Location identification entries
>> Begin

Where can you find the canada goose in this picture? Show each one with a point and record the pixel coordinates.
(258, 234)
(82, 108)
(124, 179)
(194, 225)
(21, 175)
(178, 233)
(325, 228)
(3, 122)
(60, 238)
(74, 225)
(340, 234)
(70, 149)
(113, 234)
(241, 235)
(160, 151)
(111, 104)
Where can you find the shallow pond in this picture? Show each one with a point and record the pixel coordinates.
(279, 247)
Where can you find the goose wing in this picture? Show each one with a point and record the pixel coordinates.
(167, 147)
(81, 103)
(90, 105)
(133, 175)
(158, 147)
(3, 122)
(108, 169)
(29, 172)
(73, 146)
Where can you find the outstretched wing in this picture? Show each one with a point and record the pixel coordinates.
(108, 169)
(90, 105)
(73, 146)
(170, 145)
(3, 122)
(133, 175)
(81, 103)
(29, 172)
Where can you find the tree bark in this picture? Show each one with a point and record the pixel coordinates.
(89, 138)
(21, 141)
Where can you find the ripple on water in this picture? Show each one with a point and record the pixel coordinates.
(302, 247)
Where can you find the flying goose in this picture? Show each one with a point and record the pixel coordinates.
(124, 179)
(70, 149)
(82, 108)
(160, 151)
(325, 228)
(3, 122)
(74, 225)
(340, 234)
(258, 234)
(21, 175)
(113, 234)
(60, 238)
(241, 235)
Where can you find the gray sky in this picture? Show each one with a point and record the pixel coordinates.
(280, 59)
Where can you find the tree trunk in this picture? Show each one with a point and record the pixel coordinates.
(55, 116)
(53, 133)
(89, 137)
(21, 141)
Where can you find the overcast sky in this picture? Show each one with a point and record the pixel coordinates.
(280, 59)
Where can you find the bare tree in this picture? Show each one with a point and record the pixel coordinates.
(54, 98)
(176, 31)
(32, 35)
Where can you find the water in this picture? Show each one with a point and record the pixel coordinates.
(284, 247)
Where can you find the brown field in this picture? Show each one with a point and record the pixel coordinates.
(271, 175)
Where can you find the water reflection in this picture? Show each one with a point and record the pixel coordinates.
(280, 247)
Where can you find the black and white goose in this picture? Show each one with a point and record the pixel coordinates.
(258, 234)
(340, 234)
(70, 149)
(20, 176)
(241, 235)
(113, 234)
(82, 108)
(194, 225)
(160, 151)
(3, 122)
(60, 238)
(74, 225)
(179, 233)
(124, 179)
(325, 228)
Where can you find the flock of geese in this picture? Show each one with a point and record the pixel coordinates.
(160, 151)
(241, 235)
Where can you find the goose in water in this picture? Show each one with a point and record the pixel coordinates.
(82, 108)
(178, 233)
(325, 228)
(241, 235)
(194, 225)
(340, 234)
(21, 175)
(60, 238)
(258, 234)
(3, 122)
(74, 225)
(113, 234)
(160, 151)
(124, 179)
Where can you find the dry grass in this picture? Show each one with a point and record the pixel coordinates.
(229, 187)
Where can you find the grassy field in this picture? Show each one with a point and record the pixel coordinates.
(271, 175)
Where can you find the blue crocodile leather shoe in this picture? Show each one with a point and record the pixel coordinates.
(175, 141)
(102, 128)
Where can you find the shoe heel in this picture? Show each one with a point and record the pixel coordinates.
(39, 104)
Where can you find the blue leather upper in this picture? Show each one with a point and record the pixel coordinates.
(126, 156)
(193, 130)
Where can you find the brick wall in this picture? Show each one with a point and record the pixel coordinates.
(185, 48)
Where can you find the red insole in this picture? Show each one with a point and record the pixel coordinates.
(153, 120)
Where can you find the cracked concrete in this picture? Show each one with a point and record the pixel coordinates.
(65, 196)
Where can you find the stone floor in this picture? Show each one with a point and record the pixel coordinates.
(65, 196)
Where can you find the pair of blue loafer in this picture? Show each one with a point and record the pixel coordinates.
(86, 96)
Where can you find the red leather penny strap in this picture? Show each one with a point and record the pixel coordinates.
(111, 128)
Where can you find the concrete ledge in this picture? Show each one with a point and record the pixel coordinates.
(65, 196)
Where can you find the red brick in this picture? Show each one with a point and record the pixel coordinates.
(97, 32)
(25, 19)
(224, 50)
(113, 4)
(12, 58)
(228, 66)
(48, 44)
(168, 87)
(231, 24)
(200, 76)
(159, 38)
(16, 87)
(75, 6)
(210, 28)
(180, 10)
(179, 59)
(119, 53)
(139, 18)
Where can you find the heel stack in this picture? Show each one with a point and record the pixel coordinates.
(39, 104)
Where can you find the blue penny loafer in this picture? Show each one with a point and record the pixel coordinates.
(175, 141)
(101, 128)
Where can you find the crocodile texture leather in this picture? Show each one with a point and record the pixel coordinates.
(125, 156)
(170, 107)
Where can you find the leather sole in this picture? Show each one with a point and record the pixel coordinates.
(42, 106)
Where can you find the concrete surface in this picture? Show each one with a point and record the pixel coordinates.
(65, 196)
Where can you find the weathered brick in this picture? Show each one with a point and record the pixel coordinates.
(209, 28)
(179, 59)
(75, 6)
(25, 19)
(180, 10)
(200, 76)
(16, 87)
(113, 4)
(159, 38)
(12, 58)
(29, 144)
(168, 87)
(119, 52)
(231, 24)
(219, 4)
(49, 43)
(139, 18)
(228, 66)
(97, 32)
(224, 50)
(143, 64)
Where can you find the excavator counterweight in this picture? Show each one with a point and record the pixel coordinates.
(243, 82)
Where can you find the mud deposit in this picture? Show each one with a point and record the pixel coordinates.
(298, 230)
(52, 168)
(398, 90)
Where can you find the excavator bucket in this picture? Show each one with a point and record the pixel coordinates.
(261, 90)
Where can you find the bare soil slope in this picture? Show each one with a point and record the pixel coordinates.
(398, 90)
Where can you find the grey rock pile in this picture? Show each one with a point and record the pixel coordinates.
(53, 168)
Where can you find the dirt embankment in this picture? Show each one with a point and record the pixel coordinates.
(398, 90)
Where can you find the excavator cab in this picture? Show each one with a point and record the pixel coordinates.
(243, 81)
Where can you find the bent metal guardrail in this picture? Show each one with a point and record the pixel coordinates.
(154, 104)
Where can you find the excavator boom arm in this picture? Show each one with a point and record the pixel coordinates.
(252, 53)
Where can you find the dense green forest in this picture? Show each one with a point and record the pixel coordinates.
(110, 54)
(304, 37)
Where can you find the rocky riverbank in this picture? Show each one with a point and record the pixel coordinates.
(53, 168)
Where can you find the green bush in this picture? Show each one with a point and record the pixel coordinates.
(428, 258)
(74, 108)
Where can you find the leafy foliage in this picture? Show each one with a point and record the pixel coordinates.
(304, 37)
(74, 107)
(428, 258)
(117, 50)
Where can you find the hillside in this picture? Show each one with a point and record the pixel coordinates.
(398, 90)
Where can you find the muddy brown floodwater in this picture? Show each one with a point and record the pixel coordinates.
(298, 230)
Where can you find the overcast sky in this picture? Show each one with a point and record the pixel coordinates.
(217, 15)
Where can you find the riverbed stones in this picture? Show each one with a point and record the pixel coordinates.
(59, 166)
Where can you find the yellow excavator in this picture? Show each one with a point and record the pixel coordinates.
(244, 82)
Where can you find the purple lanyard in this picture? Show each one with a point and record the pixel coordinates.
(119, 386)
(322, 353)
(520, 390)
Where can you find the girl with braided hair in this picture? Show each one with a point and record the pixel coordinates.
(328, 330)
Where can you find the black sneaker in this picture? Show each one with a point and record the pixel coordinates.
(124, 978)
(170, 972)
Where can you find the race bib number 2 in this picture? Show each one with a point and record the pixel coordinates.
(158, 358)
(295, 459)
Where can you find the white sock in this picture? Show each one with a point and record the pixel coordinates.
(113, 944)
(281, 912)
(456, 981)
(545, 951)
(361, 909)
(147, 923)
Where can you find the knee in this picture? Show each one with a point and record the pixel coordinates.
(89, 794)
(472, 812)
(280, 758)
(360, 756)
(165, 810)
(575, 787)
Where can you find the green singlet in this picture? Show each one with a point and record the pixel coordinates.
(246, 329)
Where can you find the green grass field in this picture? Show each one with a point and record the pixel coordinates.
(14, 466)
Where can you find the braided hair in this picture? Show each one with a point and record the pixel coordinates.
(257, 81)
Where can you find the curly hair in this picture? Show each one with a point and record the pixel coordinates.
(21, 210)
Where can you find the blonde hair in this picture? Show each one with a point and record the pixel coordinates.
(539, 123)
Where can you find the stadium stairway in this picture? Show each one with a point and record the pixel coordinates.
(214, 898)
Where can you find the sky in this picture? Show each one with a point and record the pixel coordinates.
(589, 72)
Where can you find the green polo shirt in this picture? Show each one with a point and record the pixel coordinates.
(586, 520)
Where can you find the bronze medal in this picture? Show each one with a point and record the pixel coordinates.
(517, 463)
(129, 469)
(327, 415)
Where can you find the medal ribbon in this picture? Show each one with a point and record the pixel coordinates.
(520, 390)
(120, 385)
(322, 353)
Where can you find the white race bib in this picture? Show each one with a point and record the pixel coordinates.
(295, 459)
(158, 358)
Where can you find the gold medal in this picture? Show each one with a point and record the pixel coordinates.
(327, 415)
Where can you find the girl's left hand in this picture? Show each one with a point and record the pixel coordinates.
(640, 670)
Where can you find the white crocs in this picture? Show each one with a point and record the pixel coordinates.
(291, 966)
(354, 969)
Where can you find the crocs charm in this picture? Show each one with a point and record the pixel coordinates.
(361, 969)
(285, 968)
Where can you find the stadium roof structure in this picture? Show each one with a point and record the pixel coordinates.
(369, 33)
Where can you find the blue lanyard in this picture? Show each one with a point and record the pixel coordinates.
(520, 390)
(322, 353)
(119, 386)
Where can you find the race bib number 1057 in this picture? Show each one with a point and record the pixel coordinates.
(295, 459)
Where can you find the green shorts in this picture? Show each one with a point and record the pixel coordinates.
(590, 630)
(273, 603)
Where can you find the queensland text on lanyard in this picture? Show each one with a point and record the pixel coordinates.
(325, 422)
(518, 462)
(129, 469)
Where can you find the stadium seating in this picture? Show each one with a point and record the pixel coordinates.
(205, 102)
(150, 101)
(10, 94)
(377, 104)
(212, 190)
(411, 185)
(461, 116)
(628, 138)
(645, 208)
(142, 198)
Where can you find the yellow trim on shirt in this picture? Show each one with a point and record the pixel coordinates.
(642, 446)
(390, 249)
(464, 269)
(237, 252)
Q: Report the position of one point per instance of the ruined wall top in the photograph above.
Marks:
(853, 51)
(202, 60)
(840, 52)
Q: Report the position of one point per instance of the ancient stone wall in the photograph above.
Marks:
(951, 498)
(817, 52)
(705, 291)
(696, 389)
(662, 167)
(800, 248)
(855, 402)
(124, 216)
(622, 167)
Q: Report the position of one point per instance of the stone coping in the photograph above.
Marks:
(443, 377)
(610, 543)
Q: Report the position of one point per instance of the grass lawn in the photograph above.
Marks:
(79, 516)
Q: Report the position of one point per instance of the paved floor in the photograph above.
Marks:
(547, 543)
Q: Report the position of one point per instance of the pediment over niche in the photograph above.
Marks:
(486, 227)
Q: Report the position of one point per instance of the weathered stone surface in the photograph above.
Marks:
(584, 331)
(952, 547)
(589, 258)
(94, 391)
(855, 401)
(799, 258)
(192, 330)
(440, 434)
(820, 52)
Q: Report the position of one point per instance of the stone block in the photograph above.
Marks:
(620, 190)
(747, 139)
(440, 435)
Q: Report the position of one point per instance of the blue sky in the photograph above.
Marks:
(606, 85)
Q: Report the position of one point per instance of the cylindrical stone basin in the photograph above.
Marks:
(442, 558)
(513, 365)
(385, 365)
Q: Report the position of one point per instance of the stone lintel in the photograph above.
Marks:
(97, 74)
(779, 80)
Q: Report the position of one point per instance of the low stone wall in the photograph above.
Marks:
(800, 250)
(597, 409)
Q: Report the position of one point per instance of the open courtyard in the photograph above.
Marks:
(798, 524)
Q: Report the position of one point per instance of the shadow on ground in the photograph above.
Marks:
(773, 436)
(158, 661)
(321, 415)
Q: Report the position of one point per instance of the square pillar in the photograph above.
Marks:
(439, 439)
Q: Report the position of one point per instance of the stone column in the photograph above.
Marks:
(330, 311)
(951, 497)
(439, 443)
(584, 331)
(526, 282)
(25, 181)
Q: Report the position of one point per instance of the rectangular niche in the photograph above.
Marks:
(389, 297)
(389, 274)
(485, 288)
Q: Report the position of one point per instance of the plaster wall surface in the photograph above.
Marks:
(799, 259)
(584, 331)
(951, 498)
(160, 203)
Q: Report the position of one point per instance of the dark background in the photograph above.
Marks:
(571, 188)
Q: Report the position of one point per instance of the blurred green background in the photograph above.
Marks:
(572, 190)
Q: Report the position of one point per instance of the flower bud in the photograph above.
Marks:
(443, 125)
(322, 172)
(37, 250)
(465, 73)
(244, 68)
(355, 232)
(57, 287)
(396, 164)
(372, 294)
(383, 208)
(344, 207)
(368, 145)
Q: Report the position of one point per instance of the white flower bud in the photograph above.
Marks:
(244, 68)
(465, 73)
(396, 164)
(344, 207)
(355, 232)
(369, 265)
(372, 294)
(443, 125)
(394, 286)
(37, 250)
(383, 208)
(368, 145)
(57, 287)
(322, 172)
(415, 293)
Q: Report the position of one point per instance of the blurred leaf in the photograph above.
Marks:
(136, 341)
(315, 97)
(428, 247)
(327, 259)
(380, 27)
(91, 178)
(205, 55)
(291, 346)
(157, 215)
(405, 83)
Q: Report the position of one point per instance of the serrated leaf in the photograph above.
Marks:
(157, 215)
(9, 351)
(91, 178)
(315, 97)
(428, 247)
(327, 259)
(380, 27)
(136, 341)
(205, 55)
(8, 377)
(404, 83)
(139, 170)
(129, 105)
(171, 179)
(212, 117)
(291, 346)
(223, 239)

>> End

From the line holding "wall surface in the photograph above." to the last line of the records, quote each line exactly and add nothing.

▸ THE RESULT:
Q: Report the position of one point per instance of the plaster wall surface in the photograph above.
Marks:
(799, 259)
(584, 331)
(951, 498)
(160, 203)
Q: Report the position of one point per instance of the dark background in the photograph above.
Marks:
(571, 188)
Q: Report the position of one point per instance of the blurred green background in the photograph above.
Marks:
(572, 190)
Q: Report the position of one point per instance of the flower bud in the photograph above.
Marks:
(443, 125)
(322, 172)
(37, 250)
(465, 73)
(244, 68)
(355, 232)
(57, 287)
(396, 164)
(372, 294)
(383, 208)
(344, 207)
(368, 145)
Q: Report the position of one point per instance of the white flower bud in the photograph above.
Marks:
(244, 68)
(465, 73)
(396, 164)
(344, 207)
(355, 232)
(369, 265)
(372, 294)
(443, 125)
(394, 286)
(37, 250)
(383, 208)
(368, 145)
(57, 287)
(322, 172)
(415, 293)
Q: Report the position of one point per instance of the blurred leaf in the photograph above.
Marks:
(136, 341)
(315, 97)
(428, 247)
(327, 259)
(380, 27)
(91, 178)
(205, 55)
(291, 346)
(157, 215)
(405, 83)
Q: Report the position of one point per instance of the serrated leaf in the photograph above.
Marks:
(157, 215)
(9, 351)
(91, 178)
(315, 97)
(428, 247)
(327, 259)
(380, 27)
(136, 341)
(205, 55)
(8, 377)
(404, 83)
(139, 170)
(129, 105)
(171, 179)
(212, 117)
(291, 346)
(223, 239)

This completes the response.